## STATED EXERCISE
Rewrite the listing from its start through the line with "Query: striped fabric strip", swapping "striped" for "plaid" and leaving everything else as it is.

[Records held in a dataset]
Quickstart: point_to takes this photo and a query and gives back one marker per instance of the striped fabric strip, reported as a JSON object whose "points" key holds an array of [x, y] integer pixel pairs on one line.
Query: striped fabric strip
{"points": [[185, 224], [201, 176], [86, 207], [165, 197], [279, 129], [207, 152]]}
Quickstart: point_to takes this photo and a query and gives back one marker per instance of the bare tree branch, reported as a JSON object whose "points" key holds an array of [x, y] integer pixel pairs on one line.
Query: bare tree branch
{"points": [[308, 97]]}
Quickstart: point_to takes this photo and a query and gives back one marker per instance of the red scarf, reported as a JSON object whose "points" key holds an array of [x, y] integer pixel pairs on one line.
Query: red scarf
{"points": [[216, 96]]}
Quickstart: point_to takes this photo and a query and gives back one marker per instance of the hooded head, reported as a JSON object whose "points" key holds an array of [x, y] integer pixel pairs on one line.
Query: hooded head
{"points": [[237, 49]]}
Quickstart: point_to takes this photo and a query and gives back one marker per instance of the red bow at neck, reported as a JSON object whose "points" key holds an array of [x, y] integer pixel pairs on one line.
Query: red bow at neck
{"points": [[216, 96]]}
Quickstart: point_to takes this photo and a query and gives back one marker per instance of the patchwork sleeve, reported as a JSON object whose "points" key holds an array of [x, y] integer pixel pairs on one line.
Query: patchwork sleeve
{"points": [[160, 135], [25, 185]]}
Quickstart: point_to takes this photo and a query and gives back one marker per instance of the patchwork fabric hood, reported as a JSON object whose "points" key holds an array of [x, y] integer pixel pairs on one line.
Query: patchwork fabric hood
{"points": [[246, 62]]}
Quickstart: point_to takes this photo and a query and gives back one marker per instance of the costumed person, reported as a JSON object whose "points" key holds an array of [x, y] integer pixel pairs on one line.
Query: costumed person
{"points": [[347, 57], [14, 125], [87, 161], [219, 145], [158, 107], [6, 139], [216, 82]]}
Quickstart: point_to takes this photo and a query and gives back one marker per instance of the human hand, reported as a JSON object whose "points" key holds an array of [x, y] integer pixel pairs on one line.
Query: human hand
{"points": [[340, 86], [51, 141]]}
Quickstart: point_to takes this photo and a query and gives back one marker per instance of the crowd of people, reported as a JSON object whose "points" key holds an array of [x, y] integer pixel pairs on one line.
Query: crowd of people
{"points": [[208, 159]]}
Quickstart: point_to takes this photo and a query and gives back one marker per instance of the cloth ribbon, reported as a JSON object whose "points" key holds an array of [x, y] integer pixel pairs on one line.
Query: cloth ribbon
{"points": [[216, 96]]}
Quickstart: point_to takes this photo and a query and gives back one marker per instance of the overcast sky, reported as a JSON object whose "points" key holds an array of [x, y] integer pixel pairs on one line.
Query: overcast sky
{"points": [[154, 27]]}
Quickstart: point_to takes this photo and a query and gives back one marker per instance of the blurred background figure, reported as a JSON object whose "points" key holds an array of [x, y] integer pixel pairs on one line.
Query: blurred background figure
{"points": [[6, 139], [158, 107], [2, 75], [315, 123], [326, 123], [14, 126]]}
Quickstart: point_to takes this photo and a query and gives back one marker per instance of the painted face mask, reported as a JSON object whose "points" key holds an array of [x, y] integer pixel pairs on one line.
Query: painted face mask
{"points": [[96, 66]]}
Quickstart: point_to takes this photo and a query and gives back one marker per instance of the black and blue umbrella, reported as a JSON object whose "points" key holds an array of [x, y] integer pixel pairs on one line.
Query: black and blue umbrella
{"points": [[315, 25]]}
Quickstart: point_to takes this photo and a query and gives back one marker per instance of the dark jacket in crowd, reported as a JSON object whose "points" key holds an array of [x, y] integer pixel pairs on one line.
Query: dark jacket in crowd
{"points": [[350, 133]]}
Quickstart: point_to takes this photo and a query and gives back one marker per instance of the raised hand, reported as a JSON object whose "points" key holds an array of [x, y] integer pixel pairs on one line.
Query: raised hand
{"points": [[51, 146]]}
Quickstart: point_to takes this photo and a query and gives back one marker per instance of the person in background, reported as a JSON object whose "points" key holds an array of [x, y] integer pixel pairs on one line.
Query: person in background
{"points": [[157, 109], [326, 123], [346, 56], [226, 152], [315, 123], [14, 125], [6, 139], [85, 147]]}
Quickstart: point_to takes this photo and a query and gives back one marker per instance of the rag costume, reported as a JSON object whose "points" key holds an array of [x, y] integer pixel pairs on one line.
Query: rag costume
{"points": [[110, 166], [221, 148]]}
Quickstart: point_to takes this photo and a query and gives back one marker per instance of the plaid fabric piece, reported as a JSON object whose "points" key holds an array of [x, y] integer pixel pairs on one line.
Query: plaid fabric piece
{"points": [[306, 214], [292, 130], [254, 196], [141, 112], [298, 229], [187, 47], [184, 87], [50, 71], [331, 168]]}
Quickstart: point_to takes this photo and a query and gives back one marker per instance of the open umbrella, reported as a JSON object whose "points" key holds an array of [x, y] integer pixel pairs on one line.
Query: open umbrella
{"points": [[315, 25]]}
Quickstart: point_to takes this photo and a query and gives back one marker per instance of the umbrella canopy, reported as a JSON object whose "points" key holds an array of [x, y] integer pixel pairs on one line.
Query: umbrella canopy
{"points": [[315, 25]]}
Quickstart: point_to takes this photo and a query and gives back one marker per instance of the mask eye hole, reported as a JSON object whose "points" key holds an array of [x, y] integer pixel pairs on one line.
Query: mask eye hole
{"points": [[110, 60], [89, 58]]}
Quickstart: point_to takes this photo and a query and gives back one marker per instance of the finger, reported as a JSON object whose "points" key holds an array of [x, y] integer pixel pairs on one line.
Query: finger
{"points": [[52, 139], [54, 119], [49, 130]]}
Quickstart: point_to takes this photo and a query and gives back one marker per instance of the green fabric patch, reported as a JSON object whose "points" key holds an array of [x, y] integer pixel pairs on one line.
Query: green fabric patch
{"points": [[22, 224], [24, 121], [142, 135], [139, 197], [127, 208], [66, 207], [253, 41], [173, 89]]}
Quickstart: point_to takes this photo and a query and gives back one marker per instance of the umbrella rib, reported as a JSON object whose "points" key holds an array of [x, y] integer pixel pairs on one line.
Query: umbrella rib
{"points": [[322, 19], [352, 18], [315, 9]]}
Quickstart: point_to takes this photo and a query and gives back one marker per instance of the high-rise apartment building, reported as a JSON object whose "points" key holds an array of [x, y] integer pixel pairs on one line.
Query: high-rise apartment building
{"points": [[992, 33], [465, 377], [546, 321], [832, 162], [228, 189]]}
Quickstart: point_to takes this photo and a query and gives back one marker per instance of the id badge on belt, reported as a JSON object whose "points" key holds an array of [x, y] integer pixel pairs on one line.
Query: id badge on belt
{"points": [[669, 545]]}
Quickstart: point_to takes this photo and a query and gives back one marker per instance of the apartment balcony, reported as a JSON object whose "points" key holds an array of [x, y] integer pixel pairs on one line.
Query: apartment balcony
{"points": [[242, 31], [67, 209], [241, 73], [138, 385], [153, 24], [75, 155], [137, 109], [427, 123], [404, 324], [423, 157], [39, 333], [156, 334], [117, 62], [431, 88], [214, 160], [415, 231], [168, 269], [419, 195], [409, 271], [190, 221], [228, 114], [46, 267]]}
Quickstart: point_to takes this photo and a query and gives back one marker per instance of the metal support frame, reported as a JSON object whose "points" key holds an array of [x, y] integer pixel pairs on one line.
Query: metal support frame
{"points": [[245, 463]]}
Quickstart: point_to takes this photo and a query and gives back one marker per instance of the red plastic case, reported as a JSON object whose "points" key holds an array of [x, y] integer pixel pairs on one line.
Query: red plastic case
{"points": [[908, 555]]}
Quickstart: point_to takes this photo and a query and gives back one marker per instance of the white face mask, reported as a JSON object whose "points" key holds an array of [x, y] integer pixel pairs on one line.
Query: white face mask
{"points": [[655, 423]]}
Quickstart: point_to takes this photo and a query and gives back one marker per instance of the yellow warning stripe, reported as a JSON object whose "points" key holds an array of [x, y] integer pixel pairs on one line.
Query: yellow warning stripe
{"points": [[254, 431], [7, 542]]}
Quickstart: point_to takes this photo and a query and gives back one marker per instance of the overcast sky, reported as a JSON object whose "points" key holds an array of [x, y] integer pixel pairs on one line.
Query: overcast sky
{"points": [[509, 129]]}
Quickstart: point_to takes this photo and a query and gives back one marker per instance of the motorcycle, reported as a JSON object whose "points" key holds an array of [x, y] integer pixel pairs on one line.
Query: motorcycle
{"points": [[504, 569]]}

## RESULT OF THE TASK
Quickstart: point_to takes this photo and a query and gives back one marker per instance of the plaid fabric strip, reported as a JSON object whose "points" key holds an array of [x, y] integer pixel pairs on one line.
Query: plaid fabric strip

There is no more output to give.